* REQUIRED ACTION
Quote all of the entries word for word.

* PROVIDED DATA
= = = = =
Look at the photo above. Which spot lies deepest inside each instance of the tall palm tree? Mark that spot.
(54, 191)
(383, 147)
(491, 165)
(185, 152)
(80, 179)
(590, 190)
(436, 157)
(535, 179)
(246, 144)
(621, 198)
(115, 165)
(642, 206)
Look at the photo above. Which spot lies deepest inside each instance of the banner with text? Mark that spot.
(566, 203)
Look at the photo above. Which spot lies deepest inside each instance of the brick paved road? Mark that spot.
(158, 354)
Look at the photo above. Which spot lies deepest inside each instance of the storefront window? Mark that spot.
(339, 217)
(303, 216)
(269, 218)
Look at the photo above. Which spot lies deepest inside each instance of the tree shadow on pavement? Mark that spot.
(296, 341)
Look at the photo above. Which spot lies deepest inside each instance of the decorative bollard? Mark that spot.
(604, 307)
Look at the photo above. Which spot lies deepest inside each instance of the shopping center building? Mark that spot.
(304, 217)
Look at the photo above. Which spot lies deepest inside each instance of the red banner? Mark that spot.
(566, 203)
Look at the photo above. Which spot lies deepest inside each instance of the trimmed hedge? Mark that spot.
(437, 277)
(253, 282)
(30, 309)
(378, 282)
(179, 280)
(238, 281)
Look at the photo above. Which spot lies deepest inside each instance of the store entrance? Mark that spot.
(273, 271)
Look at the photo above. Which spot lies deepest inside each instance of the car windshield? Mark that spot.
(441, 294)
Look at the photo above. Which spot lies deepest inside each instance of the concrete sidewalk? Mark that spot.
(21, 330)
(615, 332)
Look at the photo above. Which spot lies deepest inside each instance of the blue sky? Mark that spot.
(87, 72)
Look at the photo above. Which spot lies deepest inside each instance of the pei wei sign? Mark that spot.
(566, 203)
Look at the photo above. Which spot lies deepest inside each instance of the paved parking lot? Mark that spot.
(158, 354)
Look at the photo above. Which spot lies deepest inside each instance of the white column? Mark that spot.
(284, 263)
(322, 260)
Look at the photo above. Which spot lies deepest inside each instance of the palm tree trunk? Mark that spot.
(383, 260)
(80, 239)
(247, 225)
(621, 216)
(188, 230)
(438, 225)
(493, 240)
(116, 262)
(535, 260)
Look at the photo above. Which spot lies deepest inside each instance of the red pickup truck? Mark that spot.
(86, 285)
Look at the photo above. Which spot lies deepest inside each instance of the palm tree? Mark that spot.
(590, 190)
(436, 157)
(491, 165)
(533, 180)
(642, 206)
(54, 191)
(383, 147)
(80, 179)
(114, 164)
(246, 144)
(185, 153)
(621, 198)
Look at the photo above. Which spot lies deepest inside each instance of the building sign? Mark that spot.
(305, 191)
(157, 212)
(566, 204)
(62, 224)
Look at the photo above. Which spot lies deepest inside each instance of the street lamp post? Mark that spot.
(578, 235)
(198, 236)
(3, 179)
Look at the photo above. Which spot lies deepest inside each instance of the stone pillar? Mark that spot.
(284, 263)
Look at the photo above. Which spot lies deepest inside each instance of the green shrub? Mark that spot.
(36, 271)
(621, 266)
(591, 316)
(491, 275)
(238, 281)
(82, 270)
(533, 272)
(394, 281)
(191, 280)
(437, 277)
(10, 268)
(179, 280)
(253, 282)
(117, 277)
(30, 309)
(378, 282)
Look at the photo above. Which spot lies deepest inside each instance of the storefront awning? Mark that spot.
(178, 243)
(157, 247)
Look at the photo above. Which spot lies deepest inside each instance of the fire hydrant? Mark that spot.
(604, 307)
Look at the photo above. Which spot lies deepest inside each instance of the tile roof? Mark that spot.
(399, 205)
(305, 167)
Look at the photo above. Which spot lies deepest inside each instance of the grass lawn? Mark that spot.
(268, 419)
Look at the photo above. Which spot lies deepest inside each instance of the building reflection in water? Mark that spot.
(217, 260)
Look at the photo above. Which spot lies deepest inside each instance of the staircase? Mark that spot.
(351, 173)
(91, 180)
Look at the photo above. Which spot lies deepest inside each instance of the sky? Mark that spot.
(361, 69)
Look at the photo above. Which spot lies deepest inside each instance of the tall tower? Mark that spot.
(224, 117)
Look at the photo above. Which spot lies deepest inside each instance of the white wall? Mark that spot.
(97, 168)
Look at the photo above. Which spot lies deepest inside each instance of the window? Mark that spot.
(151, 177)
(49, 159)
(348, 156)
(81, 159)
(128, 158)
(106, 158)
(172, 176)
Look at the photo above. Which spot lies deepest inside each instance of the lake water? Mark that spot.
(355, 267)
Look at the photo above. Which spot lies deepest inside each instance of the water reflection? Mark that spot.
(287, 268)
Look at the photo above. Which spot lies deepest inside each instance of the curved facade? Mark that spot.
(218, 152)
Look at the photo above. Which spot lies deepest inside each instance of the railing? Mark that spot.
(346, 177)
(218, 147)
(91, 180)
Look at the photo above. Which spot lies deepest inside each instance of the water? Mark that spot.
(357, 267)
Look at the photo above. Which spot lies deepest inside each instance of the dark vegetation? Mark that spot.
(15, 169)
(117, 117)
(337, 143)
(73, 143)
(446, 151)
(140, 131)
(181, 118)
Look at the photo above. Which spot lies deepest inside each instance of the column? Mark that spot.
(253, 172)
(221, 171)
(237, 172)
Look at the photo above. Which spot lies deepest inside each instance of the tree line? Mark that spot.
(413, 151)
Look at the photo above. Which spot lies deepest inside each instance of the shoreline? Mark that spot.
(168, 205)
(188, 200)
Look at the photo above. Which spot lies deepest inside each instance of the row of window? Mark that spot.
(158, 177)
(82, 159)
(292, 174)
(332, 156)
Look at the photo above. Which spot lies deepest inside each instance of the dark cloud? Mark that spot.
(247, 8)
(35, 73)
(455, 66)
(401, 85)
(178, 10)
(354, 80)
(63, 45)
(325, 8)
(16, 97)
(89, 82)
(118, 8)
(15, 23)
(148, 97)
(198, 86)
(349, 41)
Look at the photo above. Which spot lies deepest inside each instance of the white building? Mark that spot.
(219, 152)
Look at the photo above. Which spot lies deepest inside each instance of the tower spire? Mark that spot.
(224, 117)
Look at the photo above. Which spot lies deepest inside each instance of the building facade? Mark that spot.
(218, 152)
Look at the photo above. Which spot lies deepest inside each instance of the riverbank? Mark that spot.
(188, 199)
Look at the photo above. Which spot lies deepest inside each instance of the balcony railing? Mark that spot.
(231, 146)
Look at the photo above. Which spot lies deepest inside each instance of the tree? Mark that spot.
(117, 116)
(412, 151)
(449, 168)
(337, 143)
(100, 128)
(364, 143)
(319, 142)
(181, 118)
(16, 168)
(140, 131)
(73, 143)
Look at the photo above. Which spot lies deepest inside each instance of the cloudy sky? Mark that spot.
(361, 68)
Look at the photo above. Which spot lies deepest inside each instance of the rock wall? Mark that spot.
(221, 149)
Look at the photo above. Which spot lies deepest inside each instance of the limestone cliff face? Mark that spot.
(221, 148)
= = = = =
* RESULT
Look at the photo above. Which spot lies deepest inside each instance of the tall palm tree? Mark that spot.
(54, 191)
(383, 147)
(491, 165)
(185, 152)
(80, 179)
(590, 190)
(436, 157)
(535, 179)
(246, 144)
(621, 198)
(115, 165)
(642, 206)
Look at the photo above. Which spot lies deepest inside each instance of the banner with text? Mark that spot.
(566, 203)
Look at the photo above. Which spot lies deepest inside each instance of the brick paved road? Mark that spot.
(158, 354)
Look at the photo above. Which spot lies deepest inside each instance of the storefront window? Mark that spot.
(339, 217)
(303, 216)
(269, 218)
Look at the photo above. Which spot lies deepest inside each instance of the tree shadow on pavement? Mark that spot.
(296, 341)
Look at the photo above. Which spot lies deepest inside each instance of the decorative bollard? Mark that spot.
(604, 307)
Look at the photo above. Which spot lies deepest inside each instance of the shopping center building? Mark that spot.
(304, 217)
Look at the photo above. Which spot lies deepest inside each instance of the red banner? Mark that spot.
(566, 203)
Look at the photo above. Which spot lies deepest inside each instance of the trimmed hedge? Mark that spot.
(437, 277)
(253, 282)
(30, 309)
(378, 282)
(179, 280)
(238, 281)
Look at the photo above. Which spot lies deepest inside each instance of the store entrance? Mark that spot.
(273, 271)
Look at the photo above. Which spot lies deepest inside each instance of the car windshield? Mark that spot.
(441, 294)
Look at the photo above. Which spot lies deepest inside each instance of the concrete sidewalk? Mark that spot.
(21, 330)
(615, 332)
Look at the photo above. Which spot lies deepest inside each instance of the blue sky? Mark that spot.
(87, 72)
Look at the photo above. Which spot lies deepest inside each instance of the pei wei sign? Mark that spot.
(566, 203)
Look at the photo above. Which spot lies deepest inside each instance of the paved parking lot? Mark that spot.
(158, 354)
Look at the photo above. Which spot lies deepest inside each instance of the white column? Mark that spot.
(284, 263)
(322, 260)
Look at the photo above. Which spot lies deepest inside each instance of the palm tree trunk? Mark that spot.
(383, 260)
(80, 239)
(247, 225)
(621, 216)
(188, 230)
(438, 225)
(493, 240)
(116, 262)
(535, 260)
Look at the photo above. Which spot lies deepest inside each instance of the red pickup truck? Mark that spot.
(86, 285)
Look at the photo above. Which spot lies deepest inside each instance of the palm tree? Mark that spot.
(590, 190)
(436, 157)
(491, 165)
(533, 180)
(642, 206)
(54, 191)
(383, 147)
(80, 179)
(114, 164)
(246, 144)
(185, 153)
(621, 198)
Look at the photo above. Which spot lies deepest inside each instance of the building sign? Mark that spot.
(305, 191)
(157, 212)
(566, 204)
(62, 224)
Look at the photo above. Which spot lies deepest inside each instance of the street lamp post? Mark that spot.
(578, 235)
(198, 236)
(3, 179)
Look at the photo above. Which spot lies deepest inside each instance of the stone pillar? Mark that spot.
(284, 263)
Look at the photo above. Which spot lies deepest inside each instance of the green shrub? Mark that spot.
(36, 271)
(621, 266)
(591, 316)
(491, 275)
(238, 281)
(82, 270)
(533, 272)
(394, 281)
(191, 280)
(437, 277)
(10, 268)
(179, 280)
(253, 282)
(117, 277)
(30, 309)
(378, 282)
Look at the photo above. Which spot lies deepest inside each instance of the storefront awning? Mark that spot.
(178, 243)
(157, 247)
Look at the photo above. Which spot lies deepest inside each instance of the fire hydrant? Mark that spot.
(604, 307)
Look at the photo above. Which spot lies deepest inside each instance of the tile roof? Mark that spot.
(399, 205)
(305, 167)
Look at the photo above. Which spot lies deepest inside each instance of the grass lawn? Mark that spot.
(268, 419)
Look at the photo above. Which spot lies deepest inside each instance of the building reflection in water? Mark that spot.
(217, 260)
Look at the photo above. Which spot lies deepest inside each instance of the staircase? Mark that spot.
(351, 173)
(91, 180)
Look at the photo above. Which spot lies deepest inside each instance of the sky? Mark that spot.
(361, 69)
Look at the photo above. Which spot lies deepest inside each instance of the tall tower? Mark that spot.
(224, 117)
Look at the photo above. Which spot lies deepest inside each instance of the white wall? Mark that spot.
(97, 168)
Look at the photo above. Which spot lies deepest inside each instance of the window? Mark that spot.
(151, 177)
(49, 159)
(348, 156)
(81, 159)
(128, 158)
(106, 158)
(172, 176)
Look at the photo above. Which spot lies deepest inside each instance of the lake water? Mark that spot.
(355, 267)
Look at the photo above. Which spot lies deepest inside each instance of the water reflection? Mark that spot.
(287, 268)
Look at the photo above. Which spot lies deepest inside each instance of the curved facade? Mark that spot.
(218, 152)
Look at the photo above. Which spot lies deepest inside each instance of the railing? Mark that spot.
(346, 177)
(218, 147)
(91, 180)
Look at the photo above. Which spot lies deepest inside each instance of the water? Mark that spot.
(357, 267)
Look at the photo above. Which spot lies deepest inside each instance of the dark vegetation? Mark that spot.
(15, 169)
(117, 117)
(337, 143)
(73, 143)
(446, 151)
(140, 131)
(181, 118)
Look at the photo above. Which spot lies deepest inside each instance of the column? Mark that spot.
(253, 172)
(221, 171)
(237, 172)
Look at the photo above. Which spot lies deepest inside each instance of the tree line? Mark that spot.
(413, 151)
Look at the photo above. Which spot lies deepest inside each instance of the shoreline? Mark that spot.
(168, 205)
(188, 200)
Look at the photo above. Which spot lies deepest inside each instance of the row of window? Mark that spot.
(158, 177)
(82, 159)
(292, 174)
(332, 156)
Look at the photo above. Which spot lies deepest inside each instance of the dark cloud? Mark that spot.
(247, 8)
(35, 73)
(455, 66)
(401, 85)
(178, 10)
(354, 80)
(63, 45)
(325, 8)
(16, 97)
(89, 82)
(118, 8)
(15, 23)
(148, 97)
(198, 86)
(349, 41)
Look at the photo above. Which spot lies deepest inside each instance of the white building? Mark that spot.
(219, 152)
Look at the photo above. Which spot lies deepest inside each instance of the tower spire? Mark that spot.
(224, 117)
Look at the photo above. Which spot lies deepest inside each instance of the building facade? Mark that spot.
(218, 152)
Look at the photo above. Which spot lies deepest inside each instance of the riverbank? Mark that spot.
(188, 199)
Look at the photo above. Which spot lies deepest inside each instance of the balcony railing? Mark that spot.
(231, 146)
Look at the photo above. Which spot lies deepest inside each instance of the tree? Mark that spot.
(117, 116)
(412, 151)
(449, 168)
(337, 143)
(100, 128)
(364, 143)
(319, 142)
(181, 118)
(16, 168)
(140, 131)
(73, 143)
Look at the photo above. Which spot lies deepest inside each instance of the cloudy sky? Mark that spot.
(361, 68)
Look at the photo above. Which spot lies deepest inside each instance of the rock wall? Mark that spot.
(221, 149)
Look at the photo above. Which spot lies deepest inside each instance of the limestone cliff face? Mark that spot.
(221, 148)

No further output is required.